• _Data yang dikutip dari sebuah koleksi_
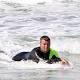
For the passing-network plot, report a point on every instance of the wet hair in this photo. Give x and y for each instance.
(46, 38)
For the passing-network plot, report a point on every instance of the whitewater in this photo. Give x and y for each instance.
(23, 22)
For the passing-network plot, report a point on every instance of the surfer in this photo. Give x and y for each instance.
(43, 52)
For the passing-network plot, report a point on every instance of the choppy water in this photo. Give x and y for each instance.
(22, 23)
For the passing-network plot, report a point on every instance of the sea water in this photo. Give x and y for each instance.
(23, 22)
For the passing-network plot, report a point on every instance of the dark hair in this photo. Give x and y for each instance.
(46, 38)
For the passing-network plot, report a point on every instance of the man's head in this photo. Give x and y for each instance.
(45, 44)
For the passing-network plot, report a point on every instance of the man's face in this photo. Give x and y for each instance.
(44, 46)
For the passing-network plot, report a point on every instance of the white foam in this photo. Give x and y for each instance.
(27, 1)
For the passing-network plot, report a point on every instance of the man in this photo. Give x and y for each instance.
(44, 52)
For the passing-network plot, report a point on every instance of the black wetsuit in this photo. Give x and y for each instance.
(36, 54)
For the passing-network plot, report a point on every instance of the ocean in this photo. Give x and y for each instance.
(23, 22)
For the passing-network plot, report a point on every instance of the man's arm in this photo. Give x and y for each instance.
(33, 56)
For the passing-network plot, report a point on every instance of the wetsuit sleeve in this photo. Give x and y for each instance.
(33, 56)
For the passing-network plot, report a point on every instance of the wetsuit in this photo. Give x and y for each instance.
(36, 54)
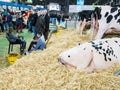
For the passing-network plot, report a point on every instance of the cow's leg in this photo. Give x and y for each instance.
(100, 33)
(90, 67)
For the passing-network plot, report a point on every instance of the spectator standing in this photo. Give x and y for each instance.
(33, 18)
(40, 24)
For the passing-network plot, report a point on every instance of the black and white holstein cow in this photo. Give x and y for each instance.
(106, 18)
(94, 55)
(85, 20)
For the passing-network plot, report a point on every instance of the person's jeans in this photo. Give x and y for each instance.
(33, 29)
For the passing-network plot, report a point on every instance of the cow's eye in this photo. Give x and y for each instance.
(68, 55)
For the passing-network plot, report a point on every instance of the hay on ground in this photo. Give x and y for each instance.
(40, 70)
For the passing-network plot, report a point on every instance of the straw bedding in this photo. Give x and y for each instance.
(40, 70)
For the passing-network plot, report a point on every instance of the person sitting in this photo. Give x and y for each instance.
(17, 40)
(38, 43)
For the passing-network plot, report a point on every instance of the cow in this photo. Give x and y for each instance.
(90, 56)
(106, 18)
(85, 20)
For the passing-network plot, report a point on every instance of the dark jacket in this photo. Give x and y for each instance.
(40, 24)
(33, 19)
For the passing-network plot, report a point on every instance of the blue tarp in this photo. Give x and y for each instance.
(14, 4)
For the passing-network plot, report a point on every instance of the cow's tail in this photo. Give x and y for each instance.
(94, 25)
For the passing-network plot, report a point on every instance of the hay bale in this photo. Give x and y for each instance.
(40, 70)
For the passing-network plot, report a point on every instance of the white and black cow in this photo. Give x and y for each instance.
(107, 17)
(94, 55)
(85, 19)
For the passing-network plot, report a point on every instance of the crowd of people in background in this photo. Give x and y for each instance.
(36, 21)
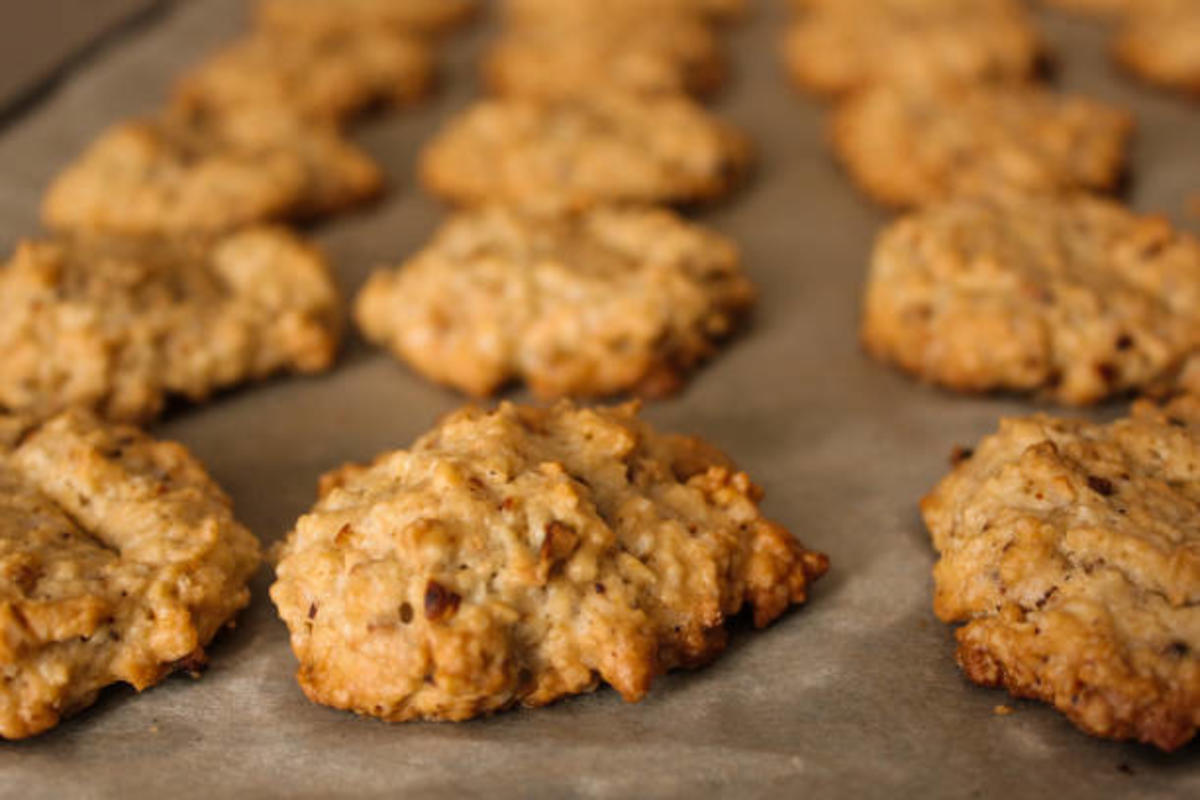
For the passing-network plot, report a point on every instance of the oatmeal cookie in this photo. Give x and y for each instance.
(610, 146)
(119, 561)
(1075, 298)
(118, 325)
(328, 78)
(911, 146)
(323, 17)
(1071, 552)
(1159, 42)
(840, 47)
(525, 554)
(1097, 7)
(185, 173)
(537, 11)
(563, 60)
(580, 304)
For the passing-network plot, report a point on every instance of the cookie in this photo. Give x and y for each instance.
(563, 60)
(1077, 299)
(119, 325)
(915, 146)
(1097, 7)
(1159, 42)
(1071, 553)
(721, 11)
(521, 555)
(841, 47)
(586, 304)
(323, 17)
(328, 79)
(208, 174)
(606, 148)
(119, 561)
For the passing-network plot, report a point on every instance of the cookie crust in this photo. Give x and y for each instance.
(1077, 299)
(119, 561)
(328, 79)
(558, 61)
(609, 148)
(1071, 553)
(1157, 42)
(186, 173)
(324, 17)
(119, 325)
(910, 148)
(525, 554)
(837, 48)
(575, 305)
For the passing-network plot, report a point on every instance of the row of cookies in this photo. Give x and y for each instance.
(562, 266)
(168, 272)
(557, 548)
(1068, 549)
(552, 549)
(1156, 40)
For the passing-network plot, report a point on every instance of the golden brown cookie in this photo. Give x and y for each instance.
(841, 47)
(521, 555)
(1078, 299)
(324, 17)
(1159, 42)
(913, 146)
(537, 11)
(557, 60)
(119, 325)
(1071, 553)
(1097, 7)
(186, 173)
(586, 304)
(606, 148)
(119, 561)
(328, 78)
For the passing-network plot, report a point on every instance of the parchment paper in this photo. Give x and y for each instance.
(856, 695)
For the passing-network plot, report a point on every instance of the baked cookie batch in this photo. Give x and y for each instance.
(1069, 551)
(521, 554)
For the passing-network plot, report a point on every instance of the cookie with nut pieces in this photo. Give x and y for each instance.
(520, 555)
(187, 173)
(292, 18)
(606, 148)
(1069, 552)
(121, 325)
(586, 304)
(913, 146)
(328, 78)
(840, 47)
(1075, 299)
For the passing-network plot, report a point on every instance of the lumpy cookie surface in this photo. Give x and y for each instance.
(1078, 299)
(1071, 553)
(1159, 41)
(202, 173)
(324, 17)
(119, 325)
(328, 78)
(910, 146)
(538, 11)
(563, 59)
(525, 554)
(841, 47)
(576, 304)
(119, 561)
(607, 148)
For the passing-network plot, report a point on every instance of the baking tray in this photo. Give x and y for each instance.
(855, 695)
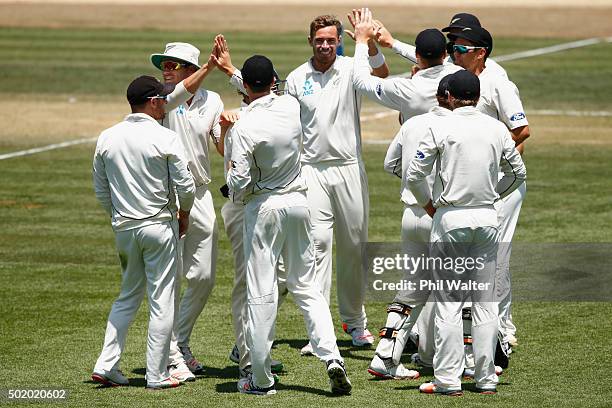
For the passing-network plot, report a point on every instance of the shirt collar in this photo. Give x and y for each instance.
(429, 72)
(264, 100)
(136, 117)
(466, 110)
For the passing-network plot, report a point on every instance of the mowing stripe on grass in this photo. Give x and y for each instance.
(384, 114)
(47, 148)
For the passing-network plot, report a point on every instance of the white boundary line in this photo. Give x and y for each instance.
(549, 50)
(380, 115)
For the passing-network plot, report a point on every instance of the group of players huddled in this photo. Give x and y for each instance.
(295, 179)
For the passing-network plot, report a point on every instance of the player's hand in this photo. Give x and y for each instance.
(183, 218)
(221, 56)
(363, 24)
(430, 209)
(383, 37)
(228, 118)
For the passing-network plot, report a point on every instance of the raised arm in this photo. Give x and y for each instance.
(239, 171)
(390, 92)
(513, 168)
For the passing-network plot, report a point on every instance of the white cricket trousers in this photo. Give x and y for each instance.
(148, 262)
(197, 261)
(449, 357)
(339, 203)
(415, 232)
(279, 225)
(508, 211)
(233, 220)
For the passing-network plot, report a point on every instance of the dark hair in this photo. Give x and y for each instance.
(325, 21)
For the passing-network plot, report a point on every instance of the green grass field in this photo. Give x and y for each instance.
(60, 273)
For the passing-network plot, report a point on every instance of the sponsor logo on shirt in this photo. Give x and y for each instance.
(308, 90)
(379, 89)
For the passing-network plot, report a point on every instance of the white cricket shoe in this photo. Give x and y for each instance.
(181, 372)
(386, 370)
(416, 359)
(338, 380)
(468, 373)
(276, 366)
(194, 365)
(307, 350)
(112, 378)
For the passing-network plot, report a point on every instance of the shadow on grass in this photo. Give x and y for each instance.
(346, 347)
(134, 382)
(231, 387)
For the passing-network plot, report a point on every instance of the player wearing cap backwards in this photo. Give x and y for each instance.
(232, 213)
(412, 97)
(137, 169)
(265, 167)
(334, 170)
(470, 149)
(499, 99)
(457, 23)
(416, 228)
(197, 122)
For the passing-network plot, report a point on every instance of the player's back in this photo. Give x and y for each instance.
(273, 126)
(471, 146)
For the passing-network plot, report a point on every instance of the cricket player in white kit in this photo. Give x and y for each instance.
(138, 169)
(232, 213)
(407, 306)
(197, 123)
(470, 149)
(334, 170)
(499, 99)
(265, 166)
(457, 23)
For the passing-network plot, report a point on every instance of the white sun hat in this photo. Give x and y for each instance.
(182, 52)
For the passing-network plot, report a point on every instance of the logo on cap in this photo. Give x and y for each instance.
(308, 88)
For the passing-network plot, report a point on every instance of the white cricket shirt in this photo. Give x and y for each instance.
(329, 112)
(265, 158)
(499, 98)
(196, 124)
(404, 146)
(137, 168)
(470, 149)
(412, 97)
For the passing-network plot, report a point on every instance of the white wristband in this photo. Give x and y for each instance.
(377, 60)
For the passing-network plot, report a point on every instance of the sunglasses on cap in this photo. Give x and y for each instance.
(164, 98)
(464, 49)
(172, 65)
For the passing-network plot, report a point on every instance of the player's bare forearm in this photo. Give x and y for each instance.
(222, 57)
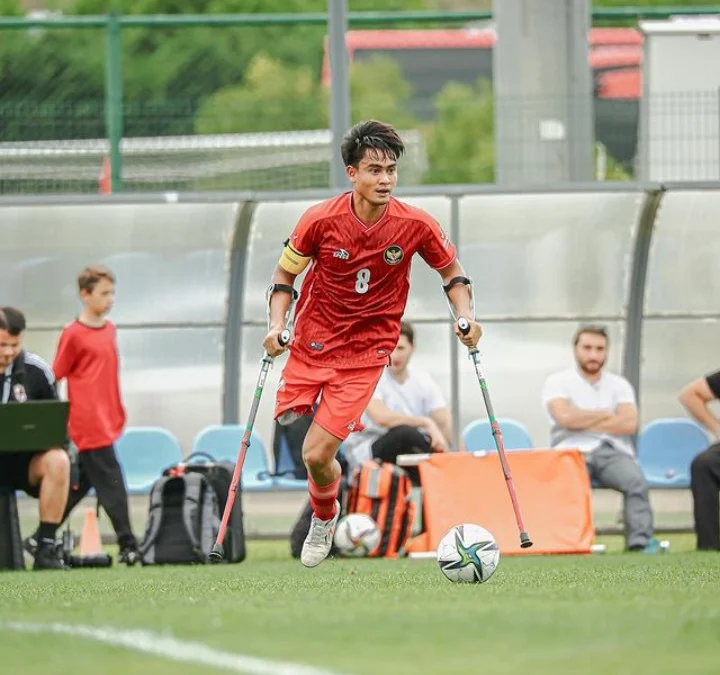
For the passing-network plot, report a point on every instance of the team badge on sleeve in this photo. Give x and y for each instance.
(393, 254)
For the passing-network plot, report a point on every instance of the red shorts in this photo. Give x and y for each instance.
(345, 394)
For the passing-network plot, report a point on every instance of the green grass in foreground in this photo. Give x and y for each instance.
(612, 613)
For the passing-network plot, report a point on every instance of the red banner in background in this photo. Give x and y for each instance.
(552, 487)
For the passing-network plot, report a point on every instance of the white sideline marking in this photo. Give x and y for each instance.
(169, 648)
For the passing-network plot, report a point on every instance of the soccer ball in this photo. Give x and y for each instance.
(356, 535)
(468, 554)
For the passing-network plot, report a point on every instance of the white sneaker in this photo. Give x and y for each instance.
(319, 540)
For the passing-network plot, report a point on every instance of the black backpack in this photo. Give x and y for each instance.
(11, 548)
(186, 505)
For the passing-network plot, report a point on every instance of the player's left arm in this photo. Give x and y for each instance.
(440, 253)
(459, 292)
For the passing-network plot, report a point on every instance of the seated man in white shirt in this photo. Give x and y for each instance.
(407, 413)
(595, 411)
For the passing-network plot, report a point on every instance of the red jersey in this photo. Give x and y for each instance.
(354, 294)
(88, 358)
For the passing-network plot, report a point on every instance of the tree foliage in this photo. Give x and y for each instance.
(461, 143)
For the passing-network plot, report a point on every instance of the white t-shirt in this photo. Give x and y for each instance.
(418, 396)
(606, 394)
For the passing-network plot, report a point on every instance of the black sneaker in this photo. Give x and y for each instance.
(47, 557)
(129, 555)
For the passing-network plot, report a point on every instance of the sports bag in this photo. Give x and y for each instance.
(11, 547)
(183, 520)
(219, 475)
(383, 492)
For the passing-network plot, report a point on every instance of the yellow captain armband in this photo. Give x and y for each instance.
(292, 261)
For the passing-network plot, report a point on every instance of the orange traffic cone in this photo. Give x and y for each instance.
(90, 542)
(105, 178)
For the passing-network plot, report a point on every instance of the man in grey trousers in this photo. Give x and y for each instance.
(595, 411)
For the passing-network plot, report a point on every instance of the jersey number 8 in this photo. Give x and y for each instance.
(362, 282)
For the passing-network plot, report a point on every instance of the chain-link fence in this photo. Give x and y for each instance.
(158, 103)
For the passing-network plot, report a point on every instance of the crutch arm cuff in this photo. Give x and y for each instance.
(282, 288)
(455, 281)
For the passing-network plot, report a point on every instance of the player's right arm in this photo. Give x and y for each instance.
(65, 356)
(296, 255)
(279, 306)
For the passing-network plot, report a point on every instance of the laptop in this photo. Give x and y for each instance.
(33, 425)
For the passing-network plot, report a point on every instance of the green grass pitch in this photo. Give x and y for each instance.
(613, 613)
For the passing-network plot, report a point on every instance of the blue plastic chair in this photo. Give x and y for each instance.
(223, 441)
(478, 435)
(667, 447)
(144, 453)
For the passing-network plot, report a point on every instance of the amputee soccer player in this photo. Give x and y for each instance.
(348, 316)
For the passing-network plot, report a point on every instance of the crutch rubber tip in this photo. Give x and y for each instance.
(216, 555)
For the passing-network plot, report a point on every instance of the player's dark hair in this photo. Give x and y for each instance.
(90, 276)
(408, 331)
(371, 135)
(15, 321)
(592, 329)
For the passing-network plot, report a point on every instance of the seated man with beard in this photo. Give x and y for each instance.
(595, 411)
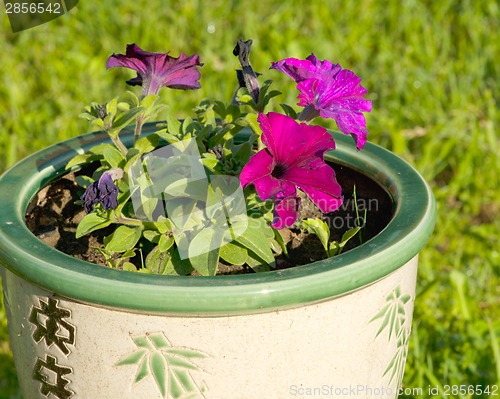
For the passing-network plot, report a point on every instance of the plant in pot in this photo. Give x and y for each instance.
(224, 259)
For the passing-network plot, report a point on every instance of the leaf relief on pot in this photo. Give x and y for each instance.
(395, 318)
(170, 366)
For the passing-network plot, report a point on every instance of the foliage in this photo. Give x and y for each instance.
(431, 68)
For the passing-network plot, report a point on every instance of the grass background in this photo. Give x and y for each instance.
(431, 69)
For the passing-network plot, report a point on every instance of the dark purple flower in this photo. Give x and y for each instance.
(293, 158)
(102, 191)
(331, 92)
(155, 70)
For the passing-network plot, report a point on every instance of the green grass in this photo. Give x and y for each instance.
(431, 69)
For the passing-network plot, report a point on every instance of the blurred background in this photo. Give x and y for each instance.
(431, 68)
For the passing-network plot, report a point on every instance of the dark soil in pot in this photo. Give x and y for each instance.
(53, 217)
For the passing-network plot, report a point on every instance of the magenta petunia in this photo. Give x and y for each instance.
(331, 92)
(155, 70)
(293, 158)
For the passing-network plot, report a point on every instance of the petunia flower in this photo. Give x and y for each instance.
(102, 191)
(155, 70)
(329, 91)
(293, 158)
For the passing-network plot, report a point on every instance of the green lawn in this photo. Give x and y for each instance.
(431, 68)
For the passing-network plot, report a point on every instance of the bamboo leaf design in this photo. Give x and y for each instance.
(393, 315)
(170, 366)
(134, 358)
(143, 370)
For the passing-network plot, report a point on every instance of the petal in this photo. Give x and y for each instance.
(285, 139)
(156, 70)
(132, 59)
(297, 69)
(108, 192)
(90, 197)
(259, 165)
(352, 123)
(319, 183)
(285, 212)
(258, 172)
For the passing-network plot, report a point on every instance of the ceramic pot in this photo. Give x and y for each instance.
(333, 328)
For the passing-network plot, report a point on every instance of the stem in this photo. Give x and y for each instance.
(138, 127)
(129, 221)
(308, 114)
(118, 143)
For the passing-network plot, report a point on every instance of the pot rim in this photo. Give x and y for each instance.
(24, 254)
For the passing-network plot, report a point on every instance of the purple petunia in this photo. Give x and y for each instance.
(155, 70)
(331, 92)
(293, 158)
(102, 191)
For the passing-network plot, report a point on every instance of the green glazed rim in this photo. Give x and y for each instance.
(26, 256)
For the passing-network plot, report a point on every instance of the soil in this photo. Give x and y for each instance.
(53, 217)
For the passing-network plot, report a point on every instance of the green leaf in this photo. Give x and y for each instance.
(90, 223)
(151, 235)
(163, 224)
(177, 266)
(347, 236)
(289, 111)
(333, 248)
(156, 261)
(124, 119)
(255, 239)
(147, 143)
(129, 267)
(257, 264)
(319, 228)
(113, 156)
(206, 263)
(173, 126)
(279, 238)
(112, 107)
(233, 253)
(165, 243)
(81, 159)
(124, 238)
(149, 100)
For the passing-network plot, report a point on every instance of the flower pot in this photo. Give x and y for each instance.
(332, 328)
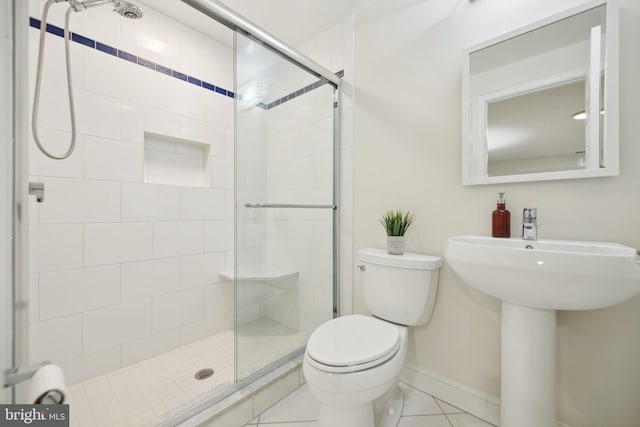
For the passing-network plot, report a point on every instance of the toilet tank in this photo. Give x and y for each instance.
(399, 288)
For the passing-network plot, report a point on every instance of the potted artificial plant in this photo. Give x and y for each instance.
(396, 224)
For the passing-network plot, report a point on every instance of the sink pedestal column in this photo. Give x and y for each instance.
(528, 367)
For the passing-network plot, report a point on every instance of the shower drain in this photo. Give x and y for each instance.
(203, 374)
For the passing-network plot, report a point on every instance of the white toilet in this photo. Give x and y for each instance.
(352, 363)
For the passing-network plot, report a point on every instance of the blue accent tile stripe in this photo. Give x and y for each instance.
(93, 44)
(179, 75)
(194, 81)
(83, 40)
(106, 49)
(146, 63)
(127, 56)
(55, 30)
(164, 70)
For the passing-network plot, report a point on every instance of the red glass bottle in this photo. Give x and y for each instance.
(501, 219)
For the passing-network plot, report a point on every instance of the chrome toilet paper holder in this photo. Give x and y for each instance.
(21, 374)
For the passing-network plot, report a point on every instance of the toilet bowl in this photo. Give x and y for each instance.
(352, 363)
(365, 367)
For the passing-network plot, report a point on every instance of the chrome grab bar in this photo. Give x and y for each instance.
(288, 205)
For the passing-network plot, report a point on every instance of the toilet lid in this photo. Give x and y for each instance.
(353, 340)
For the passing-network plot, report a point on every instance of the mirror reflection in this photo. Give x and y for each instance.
(530, 99)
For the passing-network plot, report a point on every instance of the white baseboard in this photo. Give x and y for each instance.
(485, 406)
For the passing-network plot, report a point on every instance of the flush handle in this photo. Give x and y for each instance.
(37, 189)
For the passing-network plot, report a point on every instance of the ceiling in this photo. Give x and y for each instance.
(288, 20)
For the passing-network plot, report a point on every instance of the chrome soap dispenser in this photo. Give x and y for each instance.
(501, 219)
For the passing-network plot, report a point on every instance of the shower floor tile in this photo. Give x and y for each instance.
(300, 409)
(150, 391)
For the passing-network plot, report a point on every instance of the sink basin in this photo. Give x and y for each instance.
(547, 274)
(534, 279)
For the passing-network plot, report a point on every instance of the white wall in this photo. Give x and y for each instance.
(122, 269)
(6, 185)
(407, 155)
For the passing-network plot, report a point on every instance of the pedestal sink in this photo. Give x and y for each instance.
(534, 279)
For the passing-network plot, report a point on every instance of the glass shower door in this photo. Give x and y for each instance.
(284, 266)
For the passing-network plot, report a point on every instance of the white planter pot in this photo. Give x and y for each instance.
(395, 245)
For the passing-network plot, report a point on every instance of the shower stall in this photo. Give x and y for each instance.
(190, 240)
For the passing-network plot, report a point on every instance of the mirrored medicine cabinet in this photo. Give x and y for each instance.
(541, 103)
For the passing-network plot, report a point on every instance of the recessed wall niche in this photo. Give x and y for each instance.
(175, 161)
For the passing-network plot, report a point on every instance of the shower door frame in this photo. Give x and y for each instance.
(227, 17)
(15, 147)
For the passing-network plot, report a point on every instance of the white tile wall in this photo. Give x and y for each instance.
(56, 339)
(111, 326)
(78, 200)
(56, 142)
(74, 291)
(89, 366)
(147, 278)
(149, 202)
(116, 243)
(218, 235)
(177, 238)
(201, 270)
(176, 309)
(55, 247)
(145, 348)
(113, 159)
(203, 204)
(221, 172)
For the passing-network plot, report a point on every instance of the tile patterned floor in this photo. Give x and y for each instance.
(147, 392)
(300, 409)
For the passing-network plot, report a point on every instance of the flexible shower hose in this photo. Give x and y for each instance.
(36, 96)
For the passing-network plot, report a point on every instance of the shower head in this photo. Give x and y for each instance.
(126, 9)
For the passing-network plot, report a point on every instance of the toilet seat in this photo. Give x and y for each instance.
(352, 343)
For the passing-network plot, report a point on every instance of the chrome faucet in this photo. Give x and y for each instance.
(529, 224)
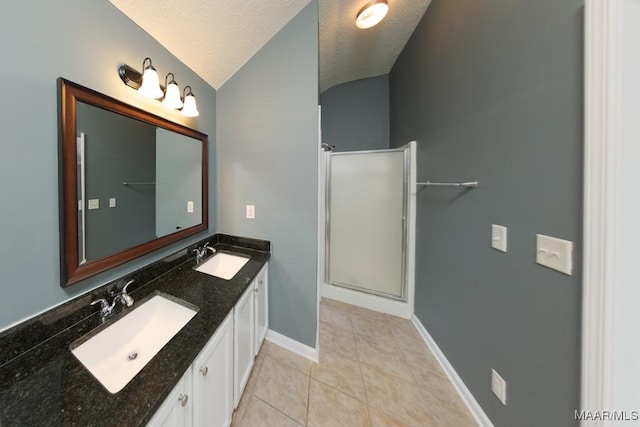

• _Ketentuan Tugas_
Temukan semua baris pada data di atas yang mengandung kata "foliage", lalu salin setiap baris tersebut.

• _Jawaban Latihan_
For the passing-network plot, report a point on every instance of the tree foliage in this photo. Give x and y for each instance.
For the passing-network plot, report a point on every instance of the foliage in this photo. Give x and y for each instance.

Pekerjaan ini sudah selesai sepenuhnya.